§ **Work request**
The answer must be an exact restatement of all the data.

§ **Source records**
....................

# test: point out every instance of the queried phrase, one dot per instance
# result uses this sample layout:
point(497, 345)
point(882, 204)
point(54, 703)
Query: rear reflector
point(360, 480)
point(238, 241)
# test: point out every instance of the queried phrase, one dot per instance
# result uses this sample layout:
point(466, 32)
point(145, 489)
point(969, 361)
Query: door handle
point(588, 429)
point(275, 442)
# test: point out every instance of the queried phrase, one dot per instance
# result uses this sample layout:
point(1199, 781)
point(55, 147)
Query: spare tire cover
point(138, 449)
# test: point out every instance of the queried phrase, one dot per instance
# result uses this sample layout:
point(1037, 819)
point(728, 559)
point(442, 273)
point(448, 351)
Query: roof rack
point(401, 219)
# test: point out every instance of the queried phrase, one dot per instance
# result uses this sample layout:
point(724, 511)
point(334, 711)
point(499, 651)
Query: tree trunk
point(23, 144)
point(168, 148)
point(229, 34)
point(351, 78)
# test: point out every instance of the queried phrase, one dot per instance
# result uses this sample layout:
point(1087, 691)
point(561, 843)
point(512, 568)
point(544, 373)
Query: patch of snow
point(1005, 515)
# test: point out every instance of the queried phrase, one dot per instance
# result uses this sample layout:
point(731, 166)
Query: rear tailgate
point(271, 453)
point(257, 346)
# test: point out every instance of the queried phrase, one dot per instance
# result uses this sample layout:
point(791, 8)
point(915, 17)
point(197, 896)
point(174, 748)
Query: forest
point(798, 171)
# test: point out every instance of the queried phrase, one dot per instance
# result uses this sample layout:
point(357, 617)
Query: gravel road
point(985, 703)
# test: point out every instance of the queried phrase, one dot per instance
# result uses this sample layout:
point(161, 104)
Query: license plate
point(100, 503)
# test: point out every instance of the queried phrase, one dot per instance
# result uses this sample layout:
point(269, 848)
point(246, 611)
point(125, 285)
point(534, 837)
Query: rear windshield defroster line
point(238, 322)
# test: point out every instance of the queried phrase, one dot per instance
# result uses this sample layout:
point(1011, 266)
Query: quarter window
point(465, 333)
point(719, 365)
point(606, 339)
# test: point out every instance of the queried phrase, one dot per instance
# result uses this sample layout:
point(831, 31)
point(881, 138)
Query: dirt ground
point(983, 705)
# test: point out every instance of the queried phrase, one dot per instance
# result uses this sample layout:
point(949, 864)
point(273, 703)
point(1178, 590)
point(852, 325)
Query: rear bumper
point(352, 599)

....................

§ **Expected answer**
# test: point out every instance of the queried phrase, one dot per instance
# result uses this sample layout:
point(497, 345)
point(882, 204)
point(54, 703)
Query: rear reflector
point(360, 480)
point(238, 241)
# test: point out every instance of the queried phrase, one dot per instance
# result uses this sample layout:
point(466, 32)
point(145, 489)
point(969, 361)
Query: door handle
point(588, 429)
point(275, 442)
# test: point out every instance of the queried phrase, one dot per instance
# result uses this sample layout:
point(1199, 781)
point(55, 147)
Query: spare tire cover
point(138, 449)
# test: point out every instance of the queried phrase, one dot per instance
# result uses this sample layout:
point(1037, 819)
point(728, 559)
point(442, 273)
point(448, 351)
Query: roof rack
point(401, 219)
# test: point out every instance of the queried phrase, one dot per instance
# result uses this sample layout:
point(724, 511)
point(334, 711)
point(499, 651)
Query: tree trunk
point(23, 144)
point(168, 148)
point(229, 34)
point(351, 78)
# test: point out every instance of the queried phrase, one dot per instance
# result uses this sample layout:
point(1087, 691)
point(561, 843)
point(512, 568)
point(544, 373)
Query: patch of snow
point(1005, 515)
# test: point out every instance of the queried phrase, one dot per instance
# result uses this sample layout:
point(731, 166)
Query: rear tailgate
point(271, 453)
point(257, 346)
# test: point out every instance of the queried phrase, one dot per instance
# result uses this sample layout:
point(791, 8)
point(915, 17)
point(197, 896)
point(174, 748)
Query: forest
point(798, 171)
# test: point out every instance of the queried phrase, one dot per instance
# result uses this sample layout:
point(357, 617)
Query: gravel road
point(985, 703)
# test: point out every instance of the queried phrase, one dot per instance
# result uses this sample layout:
point(161, 104)
Query: license plate
point(100, 503)
# test: point out every instance of the queried phrase, one dot per instance
# result uses this sample layout:
point(269, 848)
point(246, 611)
point(125, 285)
point(534, 837)
Query: rear windshield defroster line
point(238, 322)
# test: point out every instance of the queried phrase, one dot per instance
# result uses this sample layout:
point(1011, 266)
Query: quarter window
point(465, 333)
point(719, 365)
point(606, 339)
# test: point out every instance of the queried phrase, one dot per instance
# result uses this sample layout:
point(831, 31)
point(881, 138)
Query: dirt ground
point(983, 705)
# test: point out every instance of the queried phrase, one dot per instance
# result uses this sample layout:
point(949, 864)
point(273, 703)
point(1178, 590)
point(852, 325)
Query: rear bumper
point(352, 599)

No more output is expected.